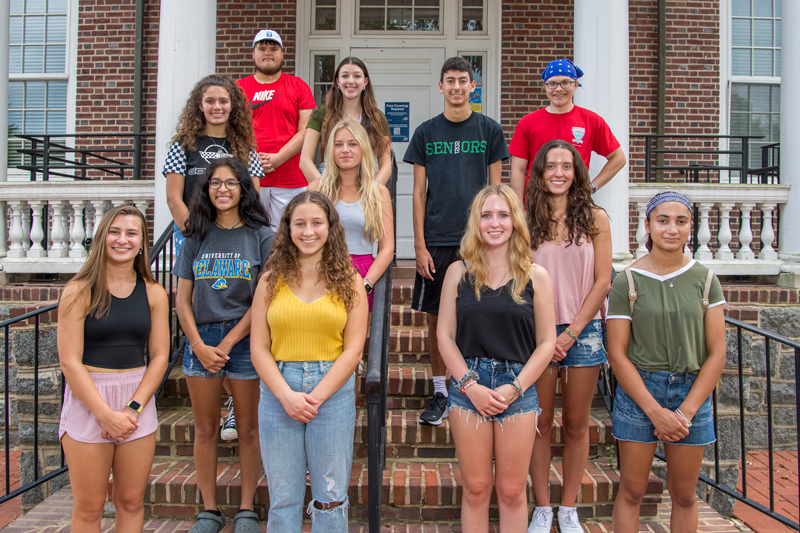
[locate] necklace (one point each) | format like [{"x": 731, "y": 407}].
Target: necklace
[
  {"x": 223, "y": 227},
  {"x": 359, "y": 115},
  {"x": 500, "y": 284},
  {"x": 671, "y": 281}
]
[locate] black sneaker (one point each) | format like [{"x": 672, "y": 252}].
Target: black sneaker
[{"x": 436, "y": 411}]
******************************
Task prompt:
Scan the material line by line and report each one that contains "locate".

Written answer:
[locate] necklace (one point each) | format like [{"x": 731, "y": 407}].
[locate] black sneaker (one point each) | format like [{"x": 672, "y": 252}].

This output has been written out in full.